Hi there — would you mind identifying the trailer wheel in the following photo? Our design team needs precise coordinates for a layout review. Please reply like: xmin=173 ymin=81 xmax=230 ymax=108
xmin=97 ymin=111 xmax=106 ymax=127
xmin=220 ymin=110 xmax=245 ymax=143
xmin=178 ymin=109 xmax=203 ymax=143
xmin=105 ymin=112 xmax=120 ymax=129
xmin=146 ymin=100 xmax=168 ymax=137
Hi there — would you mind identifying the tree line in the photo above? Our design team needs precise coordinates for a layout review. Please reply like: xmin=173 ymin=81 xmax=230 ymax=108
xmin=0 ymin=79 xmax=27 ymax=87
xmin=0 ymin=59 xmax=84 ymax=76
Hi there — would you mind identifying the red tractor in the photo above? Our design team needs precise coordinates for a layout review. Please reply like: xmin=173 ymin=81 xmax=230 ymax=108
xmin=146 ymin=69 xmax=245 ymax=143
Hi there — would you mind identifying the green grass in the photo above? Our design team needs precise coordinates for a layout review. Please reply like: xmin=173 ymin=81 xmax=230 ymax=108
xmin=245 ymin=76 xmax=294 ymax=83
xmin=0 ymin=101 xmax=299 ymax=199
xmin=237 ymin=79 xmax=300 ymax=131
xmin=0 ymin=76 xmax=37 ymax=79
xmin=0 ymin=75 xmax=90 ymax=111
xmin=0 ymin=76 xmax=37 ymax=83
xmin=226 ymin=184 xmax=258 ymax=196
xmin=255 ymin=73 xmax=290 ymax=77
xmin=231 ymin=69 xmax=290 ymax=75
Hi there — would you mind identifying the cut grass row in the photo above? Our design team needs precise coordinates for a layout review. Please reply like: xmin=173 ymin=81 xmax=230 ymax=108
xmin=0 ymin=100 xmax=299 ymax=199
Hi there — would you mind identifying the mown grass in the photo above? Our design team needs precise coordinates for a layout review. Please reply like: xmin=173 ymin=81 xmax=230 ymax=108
○ ○ ○ ○
Every line in the data above has to be retyped exactly.

▶ _EXPECTED ANSWER_:
Hi there — would you mind identifying the trailer wheel in the following photo? Our design team needs precise coordinates for a layout review. Please reply like: xmin=173 ymin=81 xmax=230 ymax=108
xmin=97 ymin=111 xmax=106 ymax=127
xmin=220 ymin=110 xmax=245 ymax=143
xmin=178 ymin=109 xmax=203 ymax=143
xmin=105 ymin=112 xmax=120 ymax=129
xmin=146 ymin=100 xmax=168 ymax=137
Hi there — would you mind identifying the tree line in the photo above? Our design team needs precise coordinates for a layout review. Please reply like: xmin=173 ymin=81 xmax=230 ymax=108
xmin=0 ymin=79 xmax=27 ymax=87
xmin=0 ymin=59 xmax=84 ymax=76
Hi there — would you mind identifying the red tractor in the photo above? Our design team needs precise coordinates for a layout review. Please reply like: xmin=173 ymin=81 xmax=230 ymax=108
xmin=146 ymin=69 xmax=245 ymax=143
Hi there — would you mind identifying the green grass in the photo above? Our design team needs precise coordinates for a layout review. Please reply like: xmin=173 ymin=81 xmax=230 ymax=108
xmin=245 ymin=76 xmax=294 ymax=83
xmin=0 ymin=101 xmax=299 ymax=199
xmin=237 ymin=79 xmax=300 ymax=131
xmin=0 ymin=76 xmax=37 ymax=79
xmin=0 ymin=75 xmax=90 ymax=111
xmin=0 ymin=76 xmax=37 ymax=83
xmin=226 ymin=184 xmax=258 ymax=196
xmin=255 ymin=73 xmax=290 ymax=77
xmin=231 ymin=69 xmax=290 ymax=75
Hi there — would you mind identifying the cut grass row in the photo above? Our design team needs precise coordinates for a layout review. Please reply like: xmin=173 ymin=81 xmax=230 ymax=108
xmin=0 ymin=100 xmax=299 ymax=199
Hi there — would you mind identifying the mown grass in the photo above? Our design team needs precise coordinates for a layout review. Please reply like: xmin=173 ymin=81 xmax=230 ymax=108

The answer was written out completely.